Records from a collection
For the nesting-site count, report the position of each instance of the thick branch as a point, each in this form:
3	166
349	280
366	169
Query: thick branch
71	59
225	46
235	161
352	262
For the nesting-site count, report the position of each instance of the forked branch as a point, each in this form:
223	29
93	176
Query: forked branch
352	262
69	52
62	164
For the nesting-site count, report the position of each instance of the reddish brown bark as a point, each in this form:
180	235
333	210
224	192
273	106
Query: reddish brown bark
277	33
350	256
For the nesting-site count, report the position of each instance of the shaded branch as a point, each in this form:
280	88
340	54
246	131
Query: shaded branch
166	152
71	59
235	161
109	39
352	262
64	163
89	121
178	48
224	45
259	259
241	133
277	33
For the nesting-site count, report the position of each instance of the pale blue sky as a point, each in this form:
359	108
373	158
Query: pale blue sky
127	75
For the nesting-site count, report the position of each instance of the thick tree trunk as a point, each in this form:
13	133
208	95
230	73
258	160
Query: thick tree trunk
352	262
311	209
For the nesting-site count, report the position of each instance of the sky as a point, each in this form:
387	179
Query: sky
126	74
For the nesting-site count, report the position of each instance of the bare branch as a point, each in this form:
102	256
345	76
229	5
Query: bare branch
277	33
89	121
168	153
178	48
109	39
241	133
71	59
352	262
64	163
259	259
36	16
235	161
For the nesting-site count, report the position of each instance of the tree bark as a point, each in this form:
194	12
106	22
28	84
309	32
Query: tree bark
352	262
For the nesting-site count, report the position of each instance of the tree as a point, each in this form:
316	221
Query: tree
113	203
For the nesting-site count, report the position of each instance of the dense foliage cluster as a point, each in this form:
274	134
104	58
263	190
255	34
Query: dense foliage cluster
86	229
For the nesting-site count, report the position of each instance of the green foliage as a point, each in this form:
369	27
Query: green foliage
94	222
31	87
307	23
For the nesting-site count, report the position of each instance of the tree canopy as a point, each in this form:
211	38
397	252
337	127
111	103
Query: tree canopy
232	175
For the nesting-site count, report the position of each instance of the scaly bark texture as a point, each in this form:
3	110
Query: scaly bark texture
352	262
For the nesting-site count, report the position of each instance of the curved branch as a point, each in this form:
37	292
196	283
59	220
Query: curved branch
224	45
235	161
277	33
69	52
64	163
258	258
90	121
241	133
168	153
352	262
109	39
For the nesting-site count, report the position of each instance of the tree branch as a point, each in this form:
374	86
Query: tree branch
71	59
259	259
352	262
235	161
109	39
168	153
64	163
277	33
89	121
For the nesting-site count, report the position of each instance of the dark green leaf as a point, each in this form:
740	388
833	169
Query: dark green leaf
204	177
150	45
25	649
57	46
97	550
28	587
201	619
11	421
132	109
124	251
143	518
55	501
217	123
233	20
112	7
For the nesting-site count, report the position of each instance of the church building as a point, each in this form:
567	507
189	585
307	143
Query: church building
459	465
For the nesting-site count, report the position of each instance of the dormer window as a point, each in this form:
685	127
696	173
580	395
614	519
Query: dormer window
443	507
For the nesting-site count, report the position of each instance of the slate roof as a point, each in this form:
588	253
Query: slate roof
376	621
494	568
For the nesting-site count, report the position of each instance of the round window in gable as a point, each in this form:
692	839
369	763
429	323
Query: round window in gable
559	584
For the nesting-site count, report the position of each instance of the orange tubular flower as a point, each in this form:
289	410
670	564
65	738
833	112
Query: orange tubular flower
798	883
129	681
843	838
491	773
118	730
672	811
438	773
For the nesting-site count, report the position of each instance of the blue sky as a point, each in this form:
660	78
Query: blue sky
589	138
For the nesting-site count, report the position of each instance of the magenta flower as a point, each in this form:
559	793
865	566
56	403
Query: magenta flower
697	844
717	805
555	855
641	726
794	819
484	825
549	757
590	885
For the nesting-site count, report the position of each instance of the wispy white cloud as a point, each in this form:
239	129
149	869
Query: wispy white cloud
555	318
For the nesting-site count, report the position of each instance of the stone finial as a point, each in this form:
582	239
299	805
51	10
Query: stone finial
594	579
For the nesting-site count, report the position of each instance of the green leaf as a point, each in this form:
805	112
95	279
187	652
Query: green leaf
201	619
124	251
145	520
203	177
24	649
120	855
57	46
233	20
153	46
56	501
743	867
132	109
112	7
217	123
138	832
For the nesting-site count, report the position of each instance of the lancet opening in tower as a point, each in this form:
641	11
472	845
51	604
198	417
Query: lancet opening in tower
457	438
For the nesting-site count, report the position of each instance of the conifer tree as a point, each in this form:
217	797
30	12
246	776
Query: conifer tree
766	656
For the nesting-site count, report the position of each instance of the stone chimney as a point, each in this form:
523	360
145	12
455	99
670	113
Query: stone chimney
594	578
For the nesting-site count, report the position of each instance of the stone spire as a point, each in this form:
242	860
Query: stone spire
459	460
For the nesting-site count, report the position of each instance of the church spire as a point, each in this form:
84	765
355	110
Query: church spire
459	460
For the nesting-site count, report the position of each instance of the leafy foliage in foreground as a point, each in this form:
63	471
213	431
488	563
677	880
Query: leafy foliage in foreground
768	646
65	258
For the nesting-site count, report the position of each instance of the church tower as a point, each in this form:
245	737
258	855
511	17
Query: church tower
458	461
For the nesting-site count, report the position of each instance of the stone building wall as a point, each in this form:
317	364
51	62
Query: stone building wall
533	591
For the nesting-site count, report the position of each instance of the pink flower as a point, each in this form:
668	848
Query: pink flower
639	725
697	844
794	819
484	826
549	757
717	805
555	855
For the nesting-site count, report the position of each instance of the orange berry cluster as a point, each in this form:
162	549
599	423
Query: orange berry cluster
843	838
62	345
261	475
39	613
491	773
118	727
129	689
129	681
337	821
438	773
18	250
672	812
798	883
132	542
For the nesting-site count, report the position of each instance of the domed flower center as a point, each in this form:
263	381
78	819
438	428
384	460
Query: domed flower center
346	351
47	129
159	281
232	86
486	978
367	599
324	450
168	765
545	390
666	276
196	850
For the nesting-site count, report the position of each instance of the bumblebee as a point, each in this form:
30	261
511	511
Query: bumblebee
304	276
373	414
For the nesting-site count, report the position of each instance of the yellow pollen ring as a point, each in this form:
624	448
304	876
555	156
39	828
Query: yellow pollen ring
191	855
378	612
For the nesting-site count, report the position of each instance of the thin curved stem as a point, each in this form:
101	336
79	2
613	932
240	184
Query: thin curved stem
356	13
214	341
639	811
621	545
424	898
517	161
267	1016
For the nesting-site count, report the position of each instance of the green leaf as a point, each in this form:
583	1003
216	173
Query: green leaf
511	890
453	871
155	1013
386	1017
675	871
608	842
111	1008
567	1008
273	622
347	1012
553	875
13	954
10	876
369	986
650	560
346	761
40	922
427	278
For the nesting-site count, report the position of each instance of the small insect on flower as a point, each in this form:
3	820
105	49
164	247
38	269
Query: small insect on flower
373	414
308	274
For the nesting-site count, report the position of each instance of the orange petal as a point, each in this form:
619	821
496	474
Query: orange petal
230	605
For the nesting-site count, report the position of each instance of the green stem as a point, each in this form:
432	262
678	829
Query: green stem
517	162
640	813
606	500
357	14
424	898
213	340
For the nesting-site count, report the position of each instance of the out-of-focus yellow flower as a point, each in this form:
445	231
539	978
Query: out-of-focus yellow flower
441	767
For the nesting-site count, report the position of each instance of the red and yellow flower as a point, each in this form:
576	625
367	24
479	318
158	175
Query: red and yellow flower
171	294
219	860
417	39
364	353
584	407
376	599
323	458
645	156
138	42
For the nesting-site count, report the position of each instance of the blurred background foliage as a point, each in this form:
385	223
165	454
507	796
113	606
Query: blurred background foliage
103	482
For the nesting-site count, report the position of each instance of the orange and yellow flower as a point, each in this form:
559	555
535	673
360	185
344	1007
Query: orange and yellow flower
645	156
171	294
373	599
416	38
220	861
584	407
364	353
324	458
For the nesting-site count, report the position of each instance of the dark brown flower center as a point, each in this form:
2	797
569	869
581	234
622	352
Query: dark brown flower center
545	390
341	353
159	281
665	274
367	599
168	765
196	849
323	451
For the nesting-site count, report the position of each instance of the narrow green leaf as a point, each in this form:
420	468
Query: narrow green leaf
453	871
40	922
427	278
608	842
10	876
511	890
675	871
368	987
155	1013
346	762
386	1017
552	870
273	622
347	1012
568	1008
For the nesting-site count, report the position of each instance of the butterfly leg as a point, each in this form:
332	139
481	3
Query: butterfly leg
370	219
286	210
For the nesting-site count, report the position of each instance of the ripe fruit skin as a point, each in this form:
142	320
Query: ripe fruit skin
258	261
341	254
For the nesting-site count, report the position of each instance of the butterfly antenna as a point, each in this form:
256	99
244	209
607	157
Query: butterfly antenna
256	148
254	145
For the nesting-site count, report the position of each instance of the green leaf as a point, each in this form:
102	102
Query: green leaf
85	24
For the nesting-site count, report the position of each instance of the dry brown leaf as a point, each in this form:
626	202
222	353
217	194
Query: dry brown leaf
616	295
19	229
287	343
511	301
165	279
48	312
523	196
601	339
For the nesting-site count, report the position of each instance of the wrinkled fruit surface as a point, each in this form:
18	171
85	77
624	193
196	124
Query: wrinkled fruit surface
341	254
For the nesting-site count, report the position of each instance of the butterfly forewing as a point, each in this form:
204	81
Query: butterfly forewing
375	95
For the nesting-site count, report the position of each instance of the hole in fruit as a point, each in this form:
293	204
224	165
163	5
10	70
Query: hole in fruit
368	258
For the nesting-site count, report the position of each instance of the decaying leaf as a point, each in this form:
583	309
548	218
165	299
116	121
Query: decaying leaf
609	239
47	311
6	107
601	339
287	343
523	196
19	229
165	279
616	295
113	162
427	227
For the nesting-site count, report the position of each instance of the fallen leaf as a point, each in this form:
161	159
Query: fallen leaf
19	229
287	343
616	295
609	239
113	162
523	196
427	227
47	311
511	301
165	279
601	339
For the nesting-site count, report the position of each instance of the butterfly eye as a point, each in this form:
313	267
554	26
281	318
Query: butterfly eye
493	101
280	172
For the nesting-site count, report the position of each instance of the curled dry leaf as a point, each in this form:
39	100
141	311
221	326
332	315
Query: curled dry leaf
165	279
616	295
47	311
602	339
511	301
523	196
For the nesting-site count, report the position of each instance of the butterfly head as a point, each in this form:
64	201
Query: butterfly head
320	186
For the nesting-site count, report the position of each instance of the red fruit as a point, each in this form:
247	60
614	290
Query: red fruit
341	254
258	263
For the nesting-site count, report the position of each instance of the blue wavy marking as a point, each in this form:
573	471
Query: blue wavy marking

*Problem description*: Reproduce the material above from the line containing "the red fruit" through the end, replacing "blue wavy marking" with "blue zigzag marking" and leaving everything else unchanged.

*Answer for the task*:
For the nesting-site count, report the position of each instance of the red fruit as a point, each in this form:
247	60
614	290
Query: red fruit
341	254
258	263
For the nesting-site count, report the position of each instance of the blue zigzag marking as a point, each in this form:
573	471
Query: blue zigzag marking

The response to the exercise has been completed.